GIVEN REQUEST:
Exact reproduction is required for all entries.

Entries from a pointing dataset:
• • • •

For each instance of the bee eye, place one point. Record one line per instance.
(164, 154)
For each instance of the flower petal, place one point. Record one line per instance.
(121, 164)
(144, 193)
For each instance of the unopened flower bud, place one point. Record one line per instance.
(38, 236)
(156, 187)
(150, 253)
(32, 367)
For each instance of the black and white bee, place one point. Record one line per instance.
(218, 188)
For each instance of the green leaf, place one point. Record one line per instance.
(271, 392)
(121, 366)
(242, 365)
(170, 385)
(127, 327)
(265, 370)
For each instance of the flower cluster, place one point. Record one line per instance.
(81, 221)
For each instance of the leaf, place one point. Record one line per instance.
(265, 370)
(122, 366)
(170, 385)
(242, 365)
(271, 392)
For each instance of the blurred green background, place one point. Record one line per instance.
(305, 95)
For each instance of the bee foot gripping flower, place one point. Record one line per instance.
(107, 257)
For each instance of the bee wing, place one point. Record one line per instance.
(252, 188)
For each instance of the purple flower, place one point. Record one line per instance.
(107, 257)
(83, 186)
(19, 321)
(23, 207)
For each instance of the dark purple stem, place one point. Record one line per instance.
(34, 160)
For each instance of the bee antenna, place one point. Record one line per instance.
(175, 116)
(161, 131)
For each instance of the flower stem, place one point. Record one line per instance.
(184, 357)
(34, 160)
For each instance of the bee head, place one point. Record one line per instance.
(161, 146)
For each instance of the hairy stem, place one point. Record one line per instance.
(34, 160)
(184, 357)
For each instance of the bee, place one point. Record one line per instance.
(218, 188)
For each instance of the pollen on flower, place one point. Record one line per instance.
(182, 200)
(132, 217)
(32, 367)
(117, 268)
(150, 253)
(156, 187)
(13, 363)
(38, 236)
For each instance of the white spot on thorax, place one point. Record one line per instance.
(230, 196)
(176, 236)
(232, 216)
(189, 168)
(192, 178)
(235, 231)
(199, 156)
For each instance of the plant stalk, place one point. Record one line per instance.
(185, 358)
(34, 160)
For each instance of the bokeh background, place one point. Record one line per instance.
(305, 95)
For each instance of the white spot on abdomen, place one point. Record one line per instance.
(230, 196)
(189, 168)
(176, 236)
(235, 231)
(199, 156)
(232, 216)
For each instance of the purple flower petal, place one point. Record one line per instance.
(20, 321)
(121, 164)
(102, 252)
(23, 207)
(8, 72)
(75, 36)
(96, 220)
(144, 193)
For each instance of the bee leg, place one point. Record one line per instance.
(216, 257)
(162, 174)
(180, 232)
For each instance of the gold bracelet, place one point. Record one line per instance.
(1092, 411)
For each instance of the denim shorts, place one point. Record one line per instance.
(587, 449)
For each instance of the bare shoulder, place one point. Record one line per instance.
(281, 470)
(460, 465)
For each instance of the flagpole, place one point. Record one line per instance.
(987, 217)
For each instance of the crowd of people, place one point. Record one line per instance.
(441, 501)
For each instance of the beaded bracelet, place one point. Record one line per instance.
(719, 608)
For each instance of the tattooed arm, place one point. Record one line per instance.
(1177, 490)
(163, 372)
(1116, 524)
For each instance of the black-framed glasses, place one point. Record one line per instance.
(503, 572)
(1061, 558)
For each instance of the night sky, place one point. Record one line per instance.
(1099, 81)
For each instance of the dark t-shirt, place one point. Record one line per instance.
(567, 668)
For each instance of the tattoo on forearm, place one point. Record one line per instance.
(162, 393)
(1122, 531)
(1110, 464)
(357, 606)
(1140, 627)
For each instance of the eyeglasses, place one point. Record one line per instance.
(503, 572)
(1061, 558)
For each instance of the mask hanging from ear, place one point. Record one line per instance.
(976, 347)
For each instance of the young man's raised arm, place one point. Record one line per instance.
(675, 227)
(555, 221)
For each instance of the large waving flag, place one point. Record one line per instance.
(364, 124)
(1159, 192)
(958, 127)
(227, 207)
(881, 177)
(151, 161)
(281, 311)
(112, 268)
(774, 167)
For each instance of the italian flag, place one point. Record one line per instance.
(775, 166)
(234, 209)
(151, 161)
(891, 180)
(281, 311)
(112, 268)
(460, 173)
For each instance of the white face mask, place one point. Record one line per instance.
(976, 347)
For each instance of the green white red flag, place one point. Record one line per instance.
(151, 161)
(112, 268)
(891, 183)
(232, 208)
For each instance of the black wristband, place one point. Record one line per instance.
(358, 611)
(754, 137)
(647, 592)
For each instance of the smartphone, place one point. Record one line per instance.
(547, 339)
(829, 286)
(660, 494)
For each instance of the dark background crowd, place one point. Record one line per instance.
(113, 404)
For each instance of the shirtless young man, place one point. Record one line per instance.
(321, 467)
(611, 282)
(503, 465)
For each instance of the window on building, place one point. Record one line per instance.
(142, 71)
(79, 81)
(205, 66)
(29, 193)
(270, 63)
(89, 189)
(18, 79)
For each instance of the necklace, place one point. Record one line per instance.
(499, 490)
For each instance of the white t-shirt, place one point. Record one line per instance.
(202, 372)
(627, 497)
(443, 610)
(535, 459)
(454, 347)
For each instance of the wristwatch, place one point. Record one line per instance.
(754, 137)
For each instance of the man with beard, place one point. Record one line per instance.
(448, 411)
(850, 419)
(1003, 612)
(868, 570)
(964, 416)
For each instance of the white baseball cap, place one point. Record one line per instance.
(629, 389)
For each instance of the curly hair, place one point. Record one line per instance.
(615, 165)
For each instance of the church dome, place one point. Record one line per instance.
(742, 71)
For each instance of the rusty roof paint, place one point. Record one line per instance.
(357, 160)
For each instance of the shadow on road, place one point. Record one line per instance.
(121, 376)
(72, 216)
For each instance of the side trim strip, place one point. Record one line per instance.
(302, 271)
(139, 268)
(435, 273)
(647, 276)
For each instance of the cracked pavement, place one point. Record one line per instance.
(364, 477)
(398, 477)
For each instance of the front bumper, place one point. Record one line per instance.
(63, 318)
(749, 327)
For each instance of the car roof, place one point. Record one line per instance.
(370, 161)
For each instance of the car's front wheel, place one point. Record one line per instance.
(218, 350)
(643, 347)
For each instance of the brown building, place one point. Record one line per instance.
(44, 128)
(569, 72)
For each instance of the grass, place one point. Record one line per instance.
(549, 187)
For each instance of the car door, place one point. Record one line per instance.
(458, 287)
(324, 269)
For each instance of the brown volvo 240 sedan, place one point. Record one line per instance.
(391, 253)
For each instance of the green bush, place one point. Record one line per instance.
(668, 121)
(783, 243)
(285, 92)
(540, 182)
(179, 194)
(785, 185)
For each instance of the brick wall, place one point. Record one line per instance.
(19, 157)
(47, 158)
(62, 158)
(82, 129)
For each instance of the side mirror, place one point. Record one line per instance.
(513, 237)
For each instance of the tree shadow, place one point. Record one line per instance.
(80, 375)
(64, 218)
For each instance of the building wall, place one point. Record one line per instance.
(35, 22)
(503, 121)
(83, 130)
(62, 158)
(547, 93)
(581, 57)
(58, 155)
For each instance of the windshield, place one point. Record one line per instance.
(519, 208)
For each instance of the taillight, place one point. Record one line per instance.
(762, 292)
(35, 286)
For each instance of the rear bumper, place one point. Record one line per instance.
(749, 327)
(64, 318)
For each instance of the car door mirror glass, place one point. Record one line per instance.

• • • •

FINAL ANSWER:
For each instance of the bee eye, place one point. Record one line per instance.
(164, 154)
For each instance of the flower petal, place one point. Record one line per instance.
(121, 164)
(144, 193)
For each instance of the unopened flower bud, place one point. Record one line per instance.
(38, 236)
(156, 187)
(150, 253)
(32, 367)
For each instance of the black and white bee, place one point. Record one line per instance.
(218, 188)
For each instance of the green leaf, place one point. Record one line per instance.
(271, 392)
(121, 366)
(242, 365)
(170, 385)
(127, 327)
(265, 370)
For each instance of the flower cluster, place one point. Record one line per instance.
(81, 221)
For each instance of the leaf, place one point. Record one line per instance.
(265, 370)
(122, 366)
(170, 385)
(242, 365)
(271, 392)
For each instance of the blurred green background, place one point. Record one line per instance.
(305, 95)
For each instance of the bee foot gripping flower, place one point. Record one line per instance.
(107, 257)
For each instance of the bee wing, place one point. Record one line per instance.
(252, 188)
For each instance of the purple flower, place one point. Record one line per instance.
(107, 257)
(83, 186)
(19, 321)
(23, 207)
For each instance of the dark purple stem, place one point. Record one line per instance.
(34, 160)
For each instance of the bee antenna, place one point. Record one line per instance.
(175, 116)
(161, 131)
For each instance of the flower stem, place one point. Record one line per instance.
(184, 357)
(34, 160)
For each instance of the bee head, place one point. Record one line per instance.
(161, 146)
For each instance of the hairy stem, place one point. Record one line per instance.
(34, 160)
(184, 357)
For each instance of the bee, place one point. Record one line per instance.
(218, 188)
For each instance of the pollen on flower, place one point. Record one line per instance.
(182, 200)
(132, 217)
(32, 367)
(117, 268)
(150, 253)
(156, 187)
(13, 363)
(38, 236)
For each instance of the white spot on thorax, place one point. Record one line per instance.
(230, 196)
(176, 236)
(232, 216)
(189, 168)
(192, 178)
(235, 231)
(199, 156)
For each instance of the plant stalk, place one point. Record one line per instance.
(185, 358)
(34, 160)
For each instance of the bokeh background, place one point. Record one line per instance.
(305, 95)
For each instance of the white spot on abdomen, place one point. Record one line per instance.
(230, 196)
(189, 168)
(176, 236)
(235, 231)
(199, 156)
(232, 216)
For each instance of the purple flower petal, place one point. Record one line per instance.
(20, 321)
(121, 164)
(102, 252)
(23, 207)
(8, 72)
(75, 36)
(96, 220)
(144, 193)
For each instance of the bee leg, place one point. Record one line per instance.
(216, 257)
(162, 174)
(180, 232)
For each instance of the gold bracelet, place one point. Record one line per instance.
(1092, 411)
For each instance of the denim shorts, place one point. Record one line per instance.
(587, 449)
For each instance of the bare shoulder, place one point. Record one line per instance.
(281, 470)
(460, 465)
For each instance of the flagpole, place one point. Record one line per instance.
(987, 217)
For each instance of the crowd of people, place one point. Record one line per instance.
(441, 501)
For each instance of the beaded bracelet, place one point. Record one line per instance.
(719, 608)
For each instance of the tattooed arm, place one point. Record one line per instance.
(1177, 490)
(163, 372)
(1116, 524)
For each instance of the black-framed glasses, place one point. Record one line per instance.
(503, 572)
(1061, 558)
For each instance of the night sky, place one point. Record one line per instance.
(1099, 81)
For each instance of the dark t-shirt, place one point. Record one line per instance.
(567, 668)
For each instance of the tattoo on forearm, place one point. Record one line per instance.
(162, 393)
(1122, 531)
(1110, 464)
(357, 606)
(1140, 627)
For each instance of the eyeglasses, place one point. Record one line per instance.
(503, 572)
(1061, 558)
For each instance of the mask hanging from ear, place one point. Record one line per instance.
(976, 347)
For each instance of the young man's raised arm, place one point. Record one line per instance.
(675, 227)
(555, 221)
For each instance of the large waving flag, place one point. Record one line per instance.
(364, 124)
(1159, 192)
(958, 127)
(227, 207)
(881, 177)
(151, 161)
(281, 311)
(112, 268)
(774, 167)
For each instance of the italian flag, place one point. Record one line per instance.
(775, 166)
(234, 209)
(151, 161)
(891, 180)
(281, 311)
(112, 268)
(460, 173)
For each instance of the white face mask, place one point. Record one line per instance.
(976, 347)
For each instance of the green white red flag, place one point. Record one line per instance.
(151, 161)
(112, 268)
(891, 183)
(232, 208)
For each instance of the black wristband, place one point. Record one line per instance.
(358, 611)
(754, 137)
(647, 592)
For each instance of the smartphone, place one point. Record one line per instance.
(547, 339)
(829, 286)
(660, 494)
For each instance of the dark background crowd, place one point. Record one line per instance.
(113, 404)
For each instance of the shirtless young man, place one point. Record one line per instance.
(321, 467)
(611, 282)
(503, 465)
For each instance of the window on building, place one point. Record one line per instance.
(142, 71)
(79, 81)
(205, 66)
(29, 193)
(270, 63)
(89, 189)
(18, 79)
For each instance of the necklace, place one point. Record one line per instance.
(499, 490)
For each instance of the white t-shirt, place one point. Record one line per instance.
(202, 372)
(627, 497)
(443, 610)
(535, 459)
(454, 347)
For each instance of the wristwatch, place one point. Record one line per instance.
(754, 137)
For each instance of the man with beard, place one point. Record one line per instance.
(448, 411)
(850, 419)
(1003, 612)
(868, 570)
(964, 416)
For each instance of the white baseball cap, place one point. Record one line per instance.
(629, 389)
For each instance of the curly hair, place one point. Record one line per instance.
(615, 165)
For each instance of the church dome, place one point. Record one line per instance.
(742, 71)
For each instance of the rusty roof paint, place one point. Record one line per instance.
(357, 160)
For each instance of the shadow on road, place one point. Record one line per instance.
(121, 376)
(72, 216)
For each instance of the side trim strip, place one point. Record one line per instance.
(302, 271)
(139, 268)
(435, 273)
(647, 276)
For each instance of the cracked pavement, place one point. Record one line per instance.
(364, 477)
(398, 477)
For each instance of the front bumper, place one point. Record one line per instance.
(63, 318)
(749, 327)
For each instance of the car roof, place one point. Record one line per instance.
(370, 161)
For each instance of the car's front wheel, place one point. Record one line per instance.
(218, 350)
(643, 347)
For each instance of the brown building, place one point. Record one line per instance.
(44, 128)
(569, 72)
For each instance of the grass, place one point. Record one line per instance.
(549, 187)
For each instance of the car door, place one point. Record one line per instance.
(458, 287)
(324, 269)
For each instance of the brown volvo 240 sedan, place one point. Record one line per instance.
(391, 253)
For each instance of the green bush, place one point. Record one line per instance.
(668, 121)
(783, 243)
(285, 92)
(540, 182)
(179, 194)
(785, 185)
For each instance of the brick wall, place one point. Record one line per instance.
(19, 157)
(47, 158)
(62, 158)
(82, 129)
For each instance of the side mirror, place one point. Record one line per instance.
(513, 237)
For each instance of the tree shadow, place one point. Record one line per instance.
(80, 375)
(64, 218)
For each instance of the building wall, place one point. Record one line per instance.
(35, 22)
(503, 121)
(83, 130)
(62, 158)
(547, 93)
(581, 57)
(58, 155)
For each instance of the windshield, place one point. Record one line per instance.
(519, 208)
For each instance of the taillight, place one point. Record one line per instance.
(762, 292)
(35, 286)
For each instance of the rear bumper, place one point. Record one line per instance.
(749, 327)
(64, 318)
For each instance of the car door mirror glass, place one point. Record one line per instance.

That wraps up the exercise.